------ Document segment

Alexander thought otherwise:

  https://mail.python.org/pipermail/python-dev/2015-October/141840.html

"Given that ensurepip is part of stdlib, I am not sure this is an accurate
statement.  Even if it was, did you make any effort to discuss the proposal
outside of a small group subscribed to distutils ML?"

I completely agree with that.


Fredrik Lundh is also affected (and might not have received any mail,
same as me):

  https://pypi.python.org/pypi/PIL


> It *definitely* doesn't make it OK to accuse people of conspiring
> against you when they answer your question in good faith, just because
> their answer is the official distutils-sig/PyPA one (which was
> approved through the PEP process in PEP 470).

I'm not sure what you are referring to. Donald posted a link to PEP 470,
in my response to Nathaniel I acknowledged this. In my exchange with
Łukasz we both came to the conclusion (I think) that further discussion
would be futile.  IMO all responses from Brett, Donald, Nathaniel and
Łukasz were reasonable and I haven't accused them of conspiring in the
slightest.  I see that the PEP was accepted by Paul Moore.  I couldn't
even dream of accusing Paul Moore of any kind of conspiracy.  He's one
of the most reasonable (and *genuinely* polite) people on these mailing
lists.

------------
------ Rows

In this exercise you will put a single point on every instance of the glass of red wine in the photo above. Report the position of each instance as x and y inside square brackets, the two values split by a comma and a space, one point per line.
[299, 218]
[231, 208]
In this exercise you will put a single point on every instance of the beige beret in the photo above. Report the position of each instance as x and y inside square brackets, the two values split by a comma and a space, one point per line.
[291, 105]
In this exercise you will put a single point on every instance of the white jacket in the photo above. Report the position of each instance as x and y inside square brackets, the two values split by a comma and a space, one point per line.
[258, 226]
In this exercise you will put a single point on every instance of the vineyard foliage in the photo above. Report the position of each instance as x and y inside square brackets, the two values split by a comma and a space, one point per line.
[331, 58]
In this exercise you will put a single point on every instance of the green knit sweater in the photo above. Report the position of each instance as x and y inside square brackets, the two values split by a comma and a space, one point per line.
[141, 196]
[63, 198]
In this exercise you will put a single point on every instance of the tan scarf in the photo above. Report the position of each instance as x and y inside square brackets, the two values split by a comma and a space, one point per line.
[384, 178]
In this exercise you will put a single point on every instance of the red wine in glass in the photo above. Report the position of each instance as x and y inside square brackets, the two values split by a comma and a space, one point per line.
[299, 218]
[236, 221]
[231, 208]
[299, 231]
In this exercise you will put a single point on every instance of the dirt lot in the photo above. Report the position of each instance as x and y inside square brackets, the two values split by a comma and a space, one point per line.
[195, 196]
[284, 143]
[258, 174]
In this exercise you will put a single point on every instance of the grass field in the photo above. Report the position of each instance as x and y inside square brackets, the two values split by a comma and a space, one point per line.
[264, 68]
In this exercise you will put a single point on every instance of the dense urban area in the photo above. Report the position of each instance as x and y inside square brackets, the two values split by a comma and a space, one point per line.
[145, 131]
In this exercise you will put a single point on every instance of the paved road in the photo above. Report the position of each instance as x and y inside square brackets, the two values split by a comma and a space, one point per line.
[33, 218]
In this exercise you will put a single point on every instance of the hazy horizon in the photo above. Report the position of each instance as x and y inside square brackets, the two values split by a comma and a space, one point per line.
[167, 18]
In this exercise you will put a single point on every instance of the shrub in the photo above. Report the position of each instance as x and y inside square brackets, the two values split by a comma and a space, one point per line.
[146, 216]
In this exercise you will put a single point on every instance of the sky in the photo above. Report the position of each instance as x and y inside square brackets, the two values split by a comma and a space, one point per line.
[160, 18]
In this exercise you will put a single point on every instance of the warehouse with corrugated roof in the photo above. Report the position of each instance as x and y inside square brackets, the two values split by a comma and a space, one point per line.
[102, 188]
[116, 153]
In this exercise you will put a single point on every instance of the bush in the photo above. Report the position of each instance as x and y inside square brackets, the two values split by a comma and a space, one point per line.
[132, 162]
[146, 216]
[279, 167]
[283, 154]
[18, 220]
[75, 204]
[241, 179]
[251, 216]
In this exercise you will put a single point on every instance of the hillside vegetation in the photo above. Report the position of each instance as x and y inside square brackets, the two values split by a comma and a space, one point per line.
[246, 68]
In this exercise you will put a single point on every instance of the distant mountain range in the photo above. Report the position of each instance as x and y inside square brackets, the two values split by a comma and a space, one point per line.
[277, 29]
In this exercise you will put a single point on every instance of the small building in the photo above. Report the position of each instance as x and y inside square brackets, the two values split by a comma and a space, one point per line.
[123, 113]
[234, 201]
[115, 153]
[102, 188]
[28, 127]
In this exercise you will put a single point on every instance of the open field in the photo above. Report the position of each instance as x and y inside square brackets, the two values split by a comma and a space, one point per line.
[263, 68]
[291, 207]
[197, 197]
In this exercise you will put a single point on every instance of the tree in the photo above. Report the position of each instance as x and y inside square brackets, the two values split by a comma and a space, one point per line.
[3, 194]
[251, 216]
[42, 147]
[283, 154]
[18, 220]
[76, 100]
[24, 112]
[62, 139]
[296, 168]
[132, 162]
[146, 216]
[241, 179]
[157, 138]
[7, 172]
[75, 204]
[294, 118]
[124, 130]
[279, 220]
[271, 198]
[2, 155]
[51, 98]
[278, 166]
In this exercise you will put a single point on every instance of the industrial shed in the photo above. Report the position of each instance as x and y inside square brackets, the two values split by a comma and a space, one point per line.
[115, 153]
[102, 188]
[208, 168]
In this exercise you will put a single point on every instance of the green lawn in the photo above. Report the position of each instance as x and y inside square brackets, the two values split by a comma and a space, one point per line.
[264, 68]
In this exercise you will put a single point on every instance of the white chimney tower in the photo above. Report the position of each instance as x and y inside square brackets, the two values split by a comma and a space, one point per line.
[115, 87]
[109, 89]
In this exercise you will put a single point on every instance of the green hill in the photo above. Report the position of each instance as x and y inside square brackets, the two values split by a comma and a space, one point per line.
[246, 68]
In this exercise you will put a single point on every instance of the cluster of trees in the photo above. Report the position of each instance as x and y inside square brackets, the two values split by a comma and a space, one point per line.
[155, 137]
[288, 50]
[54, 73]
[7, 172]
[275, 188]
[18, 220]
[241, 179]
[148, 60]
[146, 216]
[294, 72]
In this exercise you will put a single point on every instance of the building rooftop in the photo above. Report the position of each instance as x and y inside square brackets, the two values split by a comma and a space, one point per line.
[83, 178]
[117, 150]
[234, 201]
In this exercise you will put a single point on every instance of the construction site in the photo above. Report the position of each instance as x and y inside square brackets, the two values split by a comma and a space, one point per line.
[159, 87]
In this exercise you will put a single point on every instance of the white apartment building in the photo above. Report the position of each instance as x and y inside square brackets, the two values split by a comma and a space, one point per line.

------------

→ What you need to do
(1) Answer these questions about the message:
(a) Which PEP did Donald post a link to?
(b) Who accepted the PEP?
(c) Which other person does the writer say is also affected?
(2) Gather every line of the entries that contains the word "green", and copy each such line in full.

→ Results for the exercise
(1)
(a) PEP 470
(b) Paul Moore
(c) Fredrik Lundh

(2)
In this exercise you will put a single point on every instance of the green knit sweater in the photo above. Report the position of each instance as x and y inside square brackets, the two values split by a comma and a space, one point per line.
In this exercise you will put a single point on every instance of the green lawn in the photo above. Report the position of each instance as x and y inside square brackets, the two values split by a comma and a space, one point per line.
In this exercise you will put a single point on every instance of the green hill in the photo above. Report the position of each instance as x and y inside square brackets, the two values split by a comma and a space, one point per line.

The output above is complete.